**Exercise text:**
┌──

I could see some weaknesses in their bold approach to anonymity, however. At that point on the road there was nothing but pine trees and pine trees and then this little motel sitting in the middle of them. Also, the parking lot was just off the blacktop, meaning that whatever transportation you came in was easily seen, for identification purposes.

So who were the customers? Tourists like myself would find it only by the merest accident on that back road. Also, when you are a tourist almost any motel would fill that sort of clandestine need for you.

Locals … I wondered. If I were feeling like a betrayed spouse that parking lot would be the first place I would check. I would drive out there in the country and if I found my beloved had taken a room I would significantly reduce the air in all four of their tires, take a six-pound sledge to the car windows, and toss a few shovelfuls of manure I’d brought along onto the front seat. You wondered about the availability of manure? We’re talking living in the rural here, where such things are easily obtained.

└──

[Segmentation mask data]
┌──

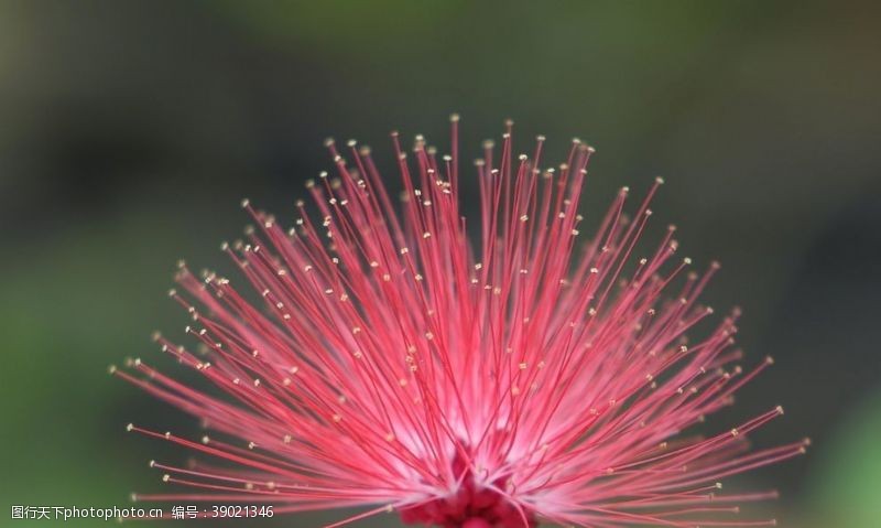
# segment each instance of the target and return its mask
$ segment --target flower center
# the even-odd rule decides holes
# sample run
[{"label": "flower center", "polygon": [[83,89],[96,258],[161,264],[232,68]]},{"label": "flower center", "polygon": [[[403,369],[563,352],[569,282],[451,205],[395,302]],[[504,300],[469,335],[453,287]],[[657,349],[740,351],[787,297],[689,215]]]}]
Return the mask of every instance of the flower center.
[{"label": "flower center", "polygon": [[[458,461],[456,461],[458,462]],[[458,465],[454,462],[454,465]],[[503,486],[499,479],[497,486]],[[525,516],[525,518],[524,518]],[[520,511],[499,492],[478,485],[470,470],[455,495],[403,508],[401,520],[409,525],[443,528],[535,528],[529,511]]]}]

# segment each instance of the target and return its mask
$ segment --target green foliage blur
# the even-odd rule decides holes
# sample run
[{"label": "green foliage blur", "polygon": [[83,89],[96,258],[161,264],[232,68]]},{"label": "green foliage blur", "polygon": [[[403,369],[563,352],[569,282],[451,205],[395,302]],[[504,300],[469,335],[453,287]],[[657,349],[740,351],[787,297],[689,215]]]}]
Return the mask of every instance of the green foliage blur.
[{"label": "green foliage blur", "polygon": [[655,227],[676,223],[698,266],[722,261],[708,302],[743,306],[747,363],[777,359],[708,430],[783,405],[755,443],[814,440],[732,485],[779,488],[751,511],[780,526],[878,527],[879,15],[831,1],[0,1],[0,526],[62,522],[12,520],[12,505],[126,507],[167,489],[146,462],[187,454],[124,427],[198,424],[107,365],[162,364],[151,332],[182,336],[175,261],[231,271],[218,246],[248,220],[239,198],[290,222],[330,164],[324,137],[370,143],[393,175],[390,130],[443,150],[458,111],[466,159],[509,117],[523,148],[536,133],[557,155],[573,136],[594,144],[588,220],[617,187],[664,175]]}]

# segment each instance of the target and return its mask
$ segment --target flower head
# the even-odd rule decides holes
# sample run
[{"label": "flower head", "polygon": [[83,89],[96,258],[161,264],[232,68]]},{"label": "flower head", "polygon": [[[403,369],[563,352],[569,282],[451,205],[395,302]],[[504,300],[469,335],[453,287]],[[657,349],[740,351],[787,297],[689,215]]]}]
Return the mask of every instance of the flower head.
[{"label": "flower head", "polygon": [[450,155],[422,137],[405,153],[392,134],[400,204],[369,148],[328,140],[335,175],[307,183],[314,208],[297,202],[292,228],[243,202],[257,227],[224,250],[244,280],[181,265],[171,297],[197,346],[156,341],[208,384],[140,359],[112,371],[209,431],[130,430],[207,462],[151,462],[191,491],[140,498],[365,508],[334,526],[382,511],[463,528],[772,524],[725,517],[773,492],[718,483],[806,442],[748,450],[780,408],[694,432],[771,360],[736,366],[738,311],[711,317],[698,300],[718,266],[690,271],[673,227],[641,252],[663,182],[634,208],[622,188],[588,238],[577,207],[594,149],[574,140],[551,168],[543,137],[513,155],[509,122],[470,196],[452,121]]}]

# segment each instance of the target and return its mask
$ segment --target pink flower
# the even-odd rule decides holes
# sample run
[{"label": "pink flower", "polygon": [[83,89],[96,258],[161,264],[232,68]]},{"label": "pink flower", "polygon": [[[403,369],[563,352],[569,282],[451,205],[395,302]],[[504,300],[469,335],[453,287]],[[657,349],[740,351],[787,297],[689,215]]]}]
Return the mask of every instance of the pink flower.
[{"label": "pink flower", "polygon": [[[672,226],[638,245],[663,182],[632,219],[622,188],[587,238],[577,206],[594,149],[574,140],[550,168],[542,137],[513,155],[509,122],[500,157],[485,144],[470,196],[452,121],[443,158],[421,137],[406,154],[392,134],[400,204],[367,147],[328,140],[336,175],[306,185],[317,215],[297,202],[287,230],[243,202],[257,228],[224,249],[246,280],[181,265],[171,297],[197,348],[156,340],[208,384],[140,359],[111,370],[210,431],[129,430],[215,462],[151,462],[191,491],[139,498],[365,508],[333,526],[383,511],[461,528],[773,525],[735,515],[774,492],[727,495],[718,482],[807,441],[748,450],[779,407],[695,432],[772,362],[736,366],[737,310],[706,322],[698,298],[716,263],[688,271]],[[469,224],[460,207],[472,202]]]}]

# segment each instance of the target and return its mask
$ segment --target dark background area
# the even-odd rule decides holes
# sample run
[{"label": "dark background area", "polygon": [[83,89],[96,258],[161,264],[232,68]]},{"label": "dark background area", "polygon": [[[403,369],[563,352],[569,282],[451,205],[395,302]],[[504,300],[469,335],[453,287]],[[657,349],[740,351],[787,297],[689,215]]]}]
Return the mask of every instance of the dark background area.
[{"label": "dark background area", "polygon": [[708,425],[783,405],[757,442],[807,435],[812,453],[744,484],[782,492],[766,506],[782,526],[879,526],[880,15],[831,1],[0,1],[0,526],[41,524],[10,520],[13,504],[163,489],[146,461],[185,453],[126,423],[196,425],[106,367],[159,356],[154,328],[183,333],[165,295],[175,261],[229,269],[218,245],[248,222],[242,196],[290,223],[330,166],[326,136],[370,143],[393,177],[388,132],[444,150],[450,111],[466,160],[509,117],[521,148],[536,133],[561,155],[573,136],[594,144],[588,220],[617,187],[665,176],[657,224],[676,223],[698,265],[722,261],[708,301],[743,306],[750,360],[777,359]]}]

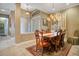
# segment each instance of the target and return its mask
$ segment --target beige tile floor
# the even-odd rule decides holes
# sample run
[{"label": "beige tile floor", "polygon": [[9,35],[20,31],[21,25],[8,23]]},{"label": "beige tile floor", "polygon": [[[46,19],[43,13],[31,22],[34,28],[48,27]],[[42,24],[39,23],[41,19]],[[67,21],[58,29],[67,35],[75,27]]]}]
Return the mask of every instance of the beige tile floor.
[{"label": "beige tile floor", "polygon": [[12,47],[0,50],[1,56],[32,56],[25,48],[35,45],[35,40],[15,44]]},{"label": "beige tile floor", "polygon": [[[35,40],[29,40],[18,44],[13,44],[3,49],[1,48],[0,56],[33,56],[29,51],[26,50],[27,47],[30,47],[32,45],[35,45]],[[78,52],[79,46],[73,45],[70,49],[68,56],[78,56]]]}]

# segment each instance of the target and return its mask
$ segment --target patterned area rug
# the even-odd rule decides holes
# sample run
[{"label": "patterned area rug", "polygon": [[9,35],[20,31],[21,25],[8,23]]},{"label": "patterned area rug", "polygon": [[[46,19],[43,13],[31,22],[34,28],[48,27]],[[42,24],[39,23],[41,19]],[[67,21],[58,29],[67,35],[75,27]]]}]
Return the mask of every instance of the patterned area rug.
[{"label": "patterned area rug", "polygon": [[[44,53],[43,55],[44,56],[67,56],[71,49],[71,46],[72,46],[71,44],[66,43],[64,45],[64,47],[61,50],[59,50],[58,52]],[[40,56],[40,55],[37,55],[38,53],[36,52],[36,46],[31,46],[26,49],[30,53],[32,53],[34,56]]]}]

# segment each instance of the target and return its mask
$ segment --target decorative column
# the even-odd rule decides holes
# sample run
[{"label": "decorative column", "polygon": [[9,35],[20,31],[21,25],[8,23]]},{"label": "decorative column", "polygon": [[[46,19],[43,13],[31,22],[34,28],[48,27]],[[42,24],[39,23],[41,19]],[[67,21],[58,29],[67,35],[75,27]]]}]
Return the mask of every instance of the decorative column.
[{"label": "decorative column", "polygon": [[20,17],[21,17],[21,4],[16,3],[16,9],[15,9],[15,38],[16,38],[16,42],[19,42],[20,38],[21,38]]}]

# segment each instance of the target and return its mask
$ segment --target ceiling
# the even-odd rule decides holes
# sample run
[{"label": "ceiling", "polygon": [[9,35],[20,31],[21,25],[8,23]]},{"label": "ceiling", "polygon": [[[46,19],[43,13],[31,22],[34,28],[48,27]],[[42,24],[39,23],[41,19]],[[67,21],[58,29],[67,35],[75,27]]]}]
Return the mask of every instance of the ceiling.
[{"label": "ceiling", "polygon": [[[21,8],[29,11],[34,9],[41,10],[46,13],[53,13],[59,10],[70,8],[79,5],[78,3],[22,3]],[[0,13],[10,14],[12,10],[15,10],[15,3],[0,3]]]}]

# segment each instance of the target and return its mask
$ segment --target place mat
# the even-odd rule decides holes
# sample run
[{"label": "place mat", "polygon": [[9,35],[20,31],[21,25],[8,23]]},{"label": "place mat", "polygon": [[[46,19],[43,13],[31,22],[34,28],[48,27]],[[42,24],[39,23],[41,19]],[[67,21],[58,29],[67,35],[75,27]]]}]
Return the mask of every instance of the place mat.
[{"label": "place mat", "polygon": [[[71,46],[71,44],[65,43],[64,47],[58,52],[44,53],[43,56],[67,56],[71,49]],[[40,52],[36,52],[36,45],[28,47],[26,49],[34,56],[41,56]]]}]

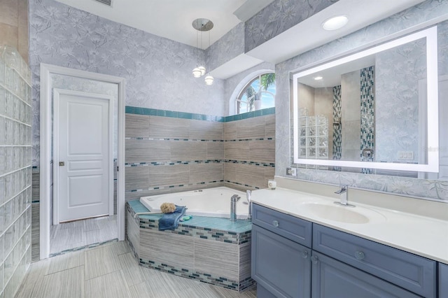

└──

**Set of tasks:**
a - Repeat the motel passage word for word, from "I could see" up to and including "need for you.".
b - Pick up the motel passage after its last sentence and keep writing it.

**Answer set:**
a -
I could see some weaknesses in their bold approach to anonymity, however. At that point on the road there was nothing but pine trees and pine trees and then this little motel sitting in the middle of them. Also, the parking lot was just off the blacktop, meaning that whatever transportation you came in was easily seen, for identification purposes.

So who were the customers? Tourists like myself would find it only by the merest accident on that back road. Also, when you are a tourist almost any motel would fill that sort of clandestine need for you.

b -
I finally decided, without any facts to go on at all, that the customer base might consist mostly of entrepreneurs in the sex trade who would now have a reliable location in which to ply their craft.

Somehow I found it jarring, thinking that people might travel all the way Up North for sex, when the fishing was so good there. Sex could be indulged in literally anywhere, but catching northern pike the size of sheep … that was a whole ‘nother thing.